╭──

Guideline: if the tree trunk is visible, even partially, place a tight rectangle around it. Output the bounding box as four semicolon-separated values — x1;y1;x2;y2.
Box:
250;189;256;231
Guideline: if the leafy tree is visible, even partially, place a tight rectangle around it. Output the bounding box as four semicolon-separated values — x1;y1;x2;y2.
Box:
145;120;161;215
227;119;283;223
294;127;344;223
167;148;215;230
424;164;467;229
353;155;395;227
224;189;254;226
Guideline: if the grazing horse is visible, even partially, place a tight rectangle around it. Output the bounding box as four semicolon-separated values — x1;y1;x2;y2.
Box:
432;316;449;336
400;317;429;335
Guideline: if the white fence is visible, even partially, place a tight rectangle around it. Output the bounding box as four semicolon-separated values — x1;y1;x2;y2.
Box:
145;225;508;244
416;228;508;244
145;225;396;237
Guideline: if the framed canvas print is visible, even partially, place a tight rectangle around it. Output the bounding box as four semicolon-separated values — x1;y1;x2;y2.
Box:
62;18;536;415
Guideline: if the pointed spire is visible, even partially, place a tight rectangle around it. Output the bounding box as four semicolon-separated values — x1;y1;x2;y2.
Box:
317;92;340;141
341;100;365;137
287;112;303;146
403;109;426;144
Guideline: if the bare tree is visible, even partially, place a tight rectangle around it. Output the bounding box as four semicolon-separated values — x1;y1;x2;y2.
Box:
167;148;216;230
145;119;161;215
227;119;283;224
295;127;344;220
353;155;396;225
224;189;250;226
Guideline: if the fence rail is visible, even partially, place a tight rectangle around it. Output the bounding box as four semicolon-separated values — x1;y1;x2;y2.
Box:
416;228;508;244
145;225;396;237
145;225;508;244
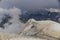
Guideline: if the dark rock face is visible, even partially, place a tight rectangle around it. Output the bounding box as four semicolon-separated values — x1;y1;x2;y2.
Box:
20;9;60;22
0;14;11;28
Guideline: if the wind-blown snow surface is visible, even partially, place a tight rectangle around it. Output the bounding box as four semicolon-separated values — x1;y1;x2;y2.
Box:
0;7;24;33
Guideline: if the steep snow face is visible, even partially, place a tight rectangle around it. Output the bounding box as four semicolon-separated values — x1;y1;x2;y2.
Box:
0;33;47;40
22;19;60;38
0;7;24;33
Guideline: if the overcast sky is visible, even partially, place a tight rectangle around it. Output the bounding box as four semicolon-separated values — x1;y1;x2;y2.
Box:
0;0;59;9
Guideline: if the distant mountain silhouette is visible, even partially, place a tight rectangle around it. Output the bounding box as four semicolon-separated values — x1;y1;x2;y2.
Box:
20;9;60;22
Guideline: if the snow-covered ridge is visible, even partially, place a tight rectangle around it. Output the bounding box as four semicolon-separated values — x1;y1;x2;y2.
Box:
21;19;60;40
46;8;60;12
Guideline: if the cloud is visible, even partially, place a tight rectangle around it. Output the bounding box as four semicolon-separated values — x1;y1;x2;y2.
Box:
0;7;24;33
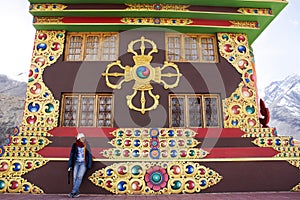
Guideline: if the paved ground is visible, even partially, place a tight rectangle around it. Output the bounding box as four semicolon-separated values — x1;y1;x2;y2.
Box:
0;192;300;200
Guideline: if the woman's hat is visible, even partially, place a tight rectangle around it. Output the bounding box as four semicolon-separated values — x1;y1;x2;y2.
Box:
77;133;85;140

╰──

Task objective
Edit all of the material above by changing every "tight rectangle" to "close-fitting box" and keeping everything else the same. Leave the pictures out of your answer.

Completed exercise
Guideline: if the tree trunk is visible, even partially, place a close-fitting box around it. Output the bounding box as four semicolon-separated values — x1;y1;x2;y2.
Box:
250;189;256;231
Guideline: if the leafy tree is visible, even partially, place a close-fitting box around it. Output the bounding box as four semicolon-separated values — x1;y1;x2;y2.
Box:
145;120;161;215
227;119;283;223
294;127;344;223
167;148;215;230
424;164;467;229
353;155;395;227
224;189;254;226
Guideline: if the grazing horse is visible, even partially, place a close-fitting box around it. Output the bounding box as four semicolon-separated values — x1;y1;x2;y2.
Box:
432;316;449;336
400;317;429;335
Guideline: if the white fence is visible, even partially, place a close-fitting box around it. Output the bounding box as four semicolon-separated values — x1;y1;x2;y2.
Box:
145;225;508;244
416;228;508;244
145;225;396;237
Guideline: if the framed canvas print is visible, even partially, place a close-fitting box around it. Output the bounding box as four semicolon-separated values — x1;y1;x2;y2.
Box:
62;18;536;415
Guideline: if the pointed spire is visible, even partially, place a close-fitting box around it. Output the bounding box as four semicolon-separated values — x1;y1;x2;y2.
Box:
317;92;340;141
341;100;365;137
287;112;303;146
403;109;426;144
Guideline: if the bare tree is visible, even partially, place a close-fitting box around it. Output the bounding box as four semicolon-separated values — x1;y1;x2;y2.
Box:
167;148;216;230
145;119;161;215
227;119;283;224
295;127;344;220
353;155;396;225
224;189;250;226
Guideline: if the fence rail is visible, even partially, place a close-fitting box around it. Output the bounding box as four semicolon-separated values — x1;y1;x2;y2.
Box:
416;228;508;244
145;225;396;237
145;225;508;244
Guideline: if the dark rock face is visible, even partially, place a close-fitting box around it. Output the bounding box as four semicolon-separated values — x1;y1;x2;y2.
Box:
20;9;60;22
0;14;11;28
Guideline: if the wind-blown snow surface is visible, even partially, place a close-fitting box around it. Output the bounding box as four semicolon-separated values — x1;y1;x2;y2.
Box:
0;7;24;33
Guideline: if the steep snow face is visible, even partially, place a close-fitting box around it. Output the bounding box as four semicolon-separated values — x1;y1;x2;y2.
Box:
0;33;47;40
22;19;60;38
0;7;24;33
Guideline: if the overcast sky is visible, even partially, place a close-fitting box around it. Output the bounding box as four semicolon-separated values — x1;y1;x2;y2.
Box:
0;0;59;9
Guideline: if the distant mountain silhouette is visible, even partially, place a close-fitting box around it. Output the bounding box as four semicolon-separated values — x1;y1;x2;y2.
Box:
20;9;60;22
Guideline: if the snow-covered ridge is visible, even partially, place a close-fitting box around it. Output the bounding box as four semicolon-separated values — x1;y1;x2;y2.
Box:
21;19;60;40
46;8;60;12
Guideline: if the cloud is visible, even partially, place a close-fitting box around it. Output the bounding box as four semicolon-separated values — x1;y1;x2;y2.
Box:
0;7;24;33
Guideline: if the paved ground is visible, even partially, place a close-fitting box around it. Output the bounding box as four semicolon-separated values — x1;y1;x2;y2.
Box:
0;192;300;200
Guideline: if the woman's hat is visible, even partially, place a close-fitting box around it. Output the bounding box as four semicolon-separated values — x1;y1;x2;y2.
Box:
77;133;85;140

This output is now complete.